Named region outline records:
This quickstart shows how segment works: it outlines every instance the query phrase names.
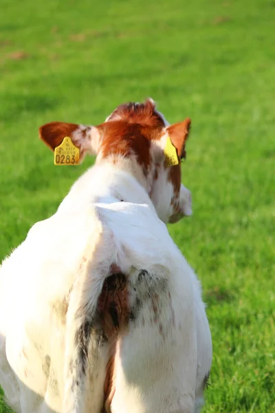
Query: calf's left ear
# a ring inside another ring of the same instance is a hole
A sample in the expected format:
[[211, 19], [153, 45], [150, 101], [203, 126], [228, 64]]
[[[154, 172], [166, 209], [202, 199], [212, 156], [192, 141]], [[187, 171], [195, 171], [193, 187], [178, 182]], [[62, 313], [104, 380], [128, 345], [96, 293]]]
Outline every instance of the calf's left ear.
[[176, 148], [177, 155], [180, 159], [186, 157], [185, 143], [189, 135], [190, 126], [191, 119], [187, 118], [183, 122], [174, 123], [174, 125], [171, 125], [166, 128], [170, 139]]
[[96, 155], [100, 145], [100, 134], [95, 126], [85, 126], [65, 122], [51, 122], [39, 128], [39, 138], [52, 151], [69, 136], [80, 149], [82, 160], [86, 153]]

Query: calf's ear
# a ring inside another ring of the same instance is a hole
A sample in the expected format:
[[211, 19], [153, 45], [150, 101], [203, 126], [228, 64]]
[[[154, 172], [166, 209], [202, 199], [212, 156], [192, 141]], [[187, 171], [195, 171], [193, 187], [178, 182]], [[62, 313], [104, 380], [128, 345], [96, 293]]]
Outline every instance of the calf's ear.
[[187, 118], [183, 122], [174, 123], [174, 125], [171, 125], [166, 128], [171, 142], [176, 148], [177, 155], [180, 159], [186, 156], [185, 144], [188, 137], [190, 126], [191, 119]]
[[50, 122], [40, 127], [39, 138], [52, 151], [69, 136], [80, 149], [82, 160], [86, 153], [96, 155], [100, 145], [100, 134], [95, 126], [85, 126], [65, 122]]

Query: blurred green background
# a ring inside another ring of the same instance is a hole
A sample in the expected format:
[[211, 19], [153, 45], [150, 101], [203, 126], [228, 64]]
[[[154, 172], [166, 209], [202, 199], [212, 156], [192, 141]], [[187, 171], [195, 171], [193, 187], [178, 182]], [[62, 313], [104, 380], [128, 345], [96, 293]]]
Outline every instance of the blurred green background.
[[41, 125], [147, 96], [192, 118], [193, 216], [169, 230], [208, 304], [204, 412], [275, 411], [274, 23], [274, 0], [0, 3], [1, 259], [94, 162], [54, 167]]

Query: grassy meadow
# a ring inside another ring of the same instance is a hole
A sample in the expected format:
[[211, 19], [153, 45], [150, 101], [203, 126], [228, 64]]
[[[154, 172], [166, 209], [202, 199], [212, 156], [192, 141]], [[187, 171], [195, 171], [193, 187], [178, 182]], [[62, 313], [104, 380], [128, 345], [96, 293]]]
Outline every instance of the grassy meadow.
[[169, 230], [208, 305], [204, 413], [275, 412], [274, 21], [274, 0], [0, 3], [0, 259], [94, 162], [54, 167], [41, 125], [147, 96], [192, 118], [193, 215]]

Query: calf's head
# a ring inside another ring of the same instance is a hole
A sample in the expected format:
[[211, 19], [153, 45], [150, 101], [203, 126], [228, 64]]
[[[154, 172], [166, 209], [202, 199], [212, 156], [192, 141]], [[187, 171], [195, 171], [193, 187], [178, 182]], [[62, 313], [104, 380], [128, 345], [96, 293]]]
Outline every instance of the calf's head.
[[41, 126], [39, 133], [52, 150], [69, 136], [80, 149], [80, 160], [86, 153], [95, 154], [96, 163], [109, 162], [131, 173], [147, 191], [160, 218], [173, 223], [192, 213], [180, 165], [190, 123], [187, 118], [170, 125], [153, 100], [147, 99], [120, 105], [98, 126], [52, 122]]

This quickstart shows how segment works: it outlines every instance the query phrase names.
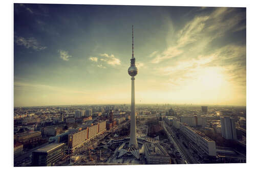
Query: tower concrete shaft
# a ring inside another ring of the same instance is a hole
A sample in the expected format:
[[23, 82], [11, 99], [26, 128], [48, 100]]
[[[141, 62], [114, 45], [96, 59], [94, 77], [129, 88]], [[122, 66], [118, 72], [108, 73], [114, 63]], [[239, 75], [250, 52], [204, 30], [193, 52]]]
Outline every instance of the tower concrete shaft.
[[136, 120], [135, 117], [135, 92], [134, 90], [134, 77], [138, 74], [138, 68], [135, 65], [135, 58], [134, 57], [133, 45], [133, 53], [131, 59], [131, 66], [128, 69], [128, 74], [132, 76], [132, 102], [131, 105], [131, 137], [129, 142], [129, 147], [137, 148], [138, 142], [136, 136]]
[[129, 147], [138, 148], [138, 142], [136, 136], [136, 120], [135, 116], [135, 92], [134, 76], [132, 77], [132, 100], [131, 106], [131, 137], [129, 142]]

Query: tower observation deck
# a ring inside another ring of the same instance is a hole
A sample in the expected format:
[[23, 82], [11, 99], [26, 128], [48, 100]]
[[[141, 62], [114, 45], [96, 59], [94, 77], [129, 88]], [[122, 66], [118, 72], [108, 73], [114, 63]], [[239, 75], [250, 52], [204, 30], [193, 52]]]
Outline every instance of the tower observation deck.
[[131, 66], [128, 69], [128, 74], [132, 77], [132, 100], [131, 107], [131, 137], [129, 142], [129, 147], [137, 148], [138, 142], [136, 137], [136, 120], [135, 117], [135, 93], [134, 77], [138, 74], [138, 69], [135, 65], [135, 58], [134, 54], [134, 40], [133, 40], [133, 43], [132, 43], [132, 56], [131, 59]]

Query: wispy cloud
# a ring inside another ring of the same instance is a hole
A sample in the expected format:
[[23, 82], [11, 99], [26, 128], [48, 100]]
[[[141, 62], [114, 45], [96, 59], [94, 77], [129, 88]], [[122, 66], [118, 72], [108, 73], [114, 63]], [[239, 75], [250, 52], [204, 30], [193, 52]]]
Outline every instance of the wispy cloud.
[[58, 51], [59, 53], [59, 57], [64, 61], [69, 61], [69, 58], [72, 57], [72, 56], [69, 55], [69, 53], [68, 51], [60, 50]]
[[120, 65], [121, 61], [117, 58], [115, 57], [113, 54], [108, 55], [107, 54], [101, 54], [100, 56], [103, 57], [100, 59], [101, 61], [106, 62], [108, 64], [111, 65]]
[[149, 57], [154, 57], [156, 55], [156, 54], [158, 53], [158, 52], [157, 51], [155, 51], [154, 52], [153, 52], [152, 53], [151, 53]]
[[98, 58], [97, 57], [90, 57], [89, 60], [95, 62], [98, 62]]
[[22, 7], [23, 7], [24, 8], [25, 8], [27, 10], [28, 10], [28, 11], [29, 11], [30, 13], [31, 13], [31, 14], [33, 14], [33, 11], [31, 10], [31, 9], [29, 8], [28, 8], [24, 4], [20, 4], [20, 6]]
[[97, 65], [97, 66], [98, 67], [99, 67], [99, 68], [106, 68], [106, 67], [103, 66], [102, 64]]
[[136, 63], [136, 66], [138, 68], [141, 68], [142, 67], [144, 67], [144, 63], [140, 62], [138, 62]]
[[159, 63], [182, 55], [190, 55], [192, 51], [193, 54], [199, 54], [210, 42], [223, 36], [226, 32], [246, 29], [245, 26], [239, 26], [243, 19], [245, 19], [244, 14], [234, 12], [234, 9], [230, 8], [217, 8], [207, 15], [196, 16], [176, 33], [172, 46], [162, 52], [151, 54], [150, 56], [154, 57], [151, 62]]
[[14, 42], [19, 45], [23, 45], [27, 48], [32, 48], [36, 51], [40, 51], [47, 48], [40, 45], [34, 37], [26, 38], [23, 37], [14, 36]]

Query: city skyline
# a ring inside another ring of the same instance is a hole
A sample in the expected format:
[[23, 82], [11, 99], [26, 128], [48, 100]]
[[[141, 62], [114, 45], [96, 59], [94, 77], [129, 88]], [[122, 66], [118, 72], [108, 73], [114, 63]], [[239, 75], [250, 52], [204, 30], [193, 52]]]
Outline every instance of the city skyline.
[[133, 24], [137, 104], [246, 105], [245, 12], [15, 4], [14, 107], [129, 103]]

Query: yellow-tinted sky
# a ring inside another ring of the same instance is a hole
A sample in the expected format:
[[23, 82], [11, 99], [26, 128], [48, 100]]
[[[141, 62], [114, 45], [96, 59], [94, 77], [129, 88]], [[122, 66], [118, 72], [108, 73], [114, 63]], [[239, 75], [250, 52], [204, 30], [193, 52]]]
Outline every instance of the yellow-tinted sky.
[[246, 105], [246, 9], [14, 5], [14, 106]]

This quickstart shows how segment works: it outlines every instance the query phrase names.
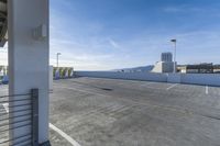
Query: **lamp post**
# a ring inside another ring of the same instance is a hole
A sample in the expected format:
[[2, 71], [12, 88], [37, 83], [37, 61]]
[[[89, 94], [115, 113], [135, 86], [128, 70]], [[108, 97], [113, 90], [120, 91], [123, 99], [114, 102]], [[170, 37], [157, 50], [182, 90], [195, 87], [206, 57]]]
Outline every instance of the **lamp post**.
[[174, 43], [174, 74], [176, 72], [176, 40], [170, 40]]
[[58, 67], [58, 56], [62, 55], [61, 53], [56, 54], [56, 67]]

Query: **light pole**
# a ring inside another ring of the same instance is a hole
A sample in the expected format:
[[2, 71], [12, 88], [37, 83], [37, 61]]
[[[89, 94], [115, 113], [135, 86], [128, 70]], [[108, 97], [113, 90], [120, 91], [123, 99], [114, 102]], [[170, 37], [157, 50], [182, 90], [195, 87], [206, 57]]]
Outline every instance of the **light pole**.
[[56, 54], [56, 67], [58, 67], [58, 56], [62, 55], [61, 53]]
[[176, 72], [176, 40], [170, 40], [174, 43], [174, 74]]

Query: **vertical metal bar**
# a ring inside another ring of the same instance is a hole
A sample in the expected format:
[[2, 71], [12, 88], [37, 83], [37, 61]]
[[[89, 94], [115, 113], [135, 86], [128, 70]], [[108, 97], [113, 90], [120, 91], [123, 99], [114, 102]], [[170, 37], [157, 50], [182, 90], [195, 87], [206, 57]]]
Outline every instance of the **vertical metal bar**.
[[38, 89], [31, 90], [32, 98], [32, 146], [38, 146]]

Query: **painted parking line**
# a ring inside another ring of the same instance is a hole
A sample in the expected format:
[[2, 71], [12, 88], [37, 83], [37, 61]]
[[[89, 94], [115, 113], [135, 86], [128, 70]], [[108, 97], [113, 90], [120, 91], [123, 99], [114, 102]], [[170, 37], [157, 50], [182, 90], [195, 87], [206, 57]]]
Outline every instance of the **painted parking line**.
[[166, 88], [166, 90], [169, 90], [169, 89], [176, 87], [177, 85], [178, 85], [178, 83], [172, 85], [170, 87]]
[[50, 128], [52, 128], [53, 131], [57, 132], [62, 137], [64, 137], [66, 141], [68, 141], [73, 146], [80, 146], [78, 142], [73, 139], [69, 135], [64, 133], [62, 130], [59, 130], [58, 127], [56, 127], [52, 123], [50, 123], [48, 125], [50, 125]]
[[[7, 111], [7, 113], [9, 113], [9, 103], [3, 103], [2, 105], [3, 105], [4, 110]], [[73, 146], [80, 146], [78, 142], [73, 139], [69, 135], [64, 133], [62, 130], [59, 130], [58, 127], [56, 127], [52, 123], [50, 123], [50, 128], [57, 132], [62, 137], [64, 137], [66, 141], [68, 141]]]
[[209, 87], [206, 86], [206, 94], [209, 94]]

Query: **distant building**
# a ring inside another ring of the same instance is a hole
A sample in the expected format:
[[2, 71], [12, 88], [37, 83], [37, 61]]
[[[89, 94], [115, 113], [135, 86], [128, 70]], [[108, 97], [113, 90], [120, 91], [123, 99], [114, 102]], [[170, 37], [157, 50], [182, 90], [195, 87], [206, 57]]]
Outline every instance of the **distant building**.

PROBLEM
Rename "calf's head" as "calf's face" in the listing from the line with "Query: calf's head" up to and including the line with "126], [52, 122]]". Give back only those lines, with everything else unchanged.

TASK SOLUTION
Query: calf's face
# a ring inside another ring of the same instance is a hole
A sample in the expected format:
[[211, 19], [153, 45], [150, 101], [203, 126], [228, 64]]
[[[154, 172], [166, 209], [202, 199], [212, 156], [192, 141]], [[187, 171], [195, 171], [193, 187], [178, 182]], [[62, 313], [104, 380], [128, 345], [96, 293]]]
Outline every instance of the calf's face.
[[41, 126], [39, 133], [52, 150], [69, 136], [80, 149], [80, 160], [86, 153], [95, 154], [96, 163], [109, 162], [131, 173], [147, 191], [160, 218], [173, 223], [192, 213], [180, 165], [190, 123], [187, 118], [170, 125], [153, 100], [147, 99], [120, 105], [98, 126], [52, 122]]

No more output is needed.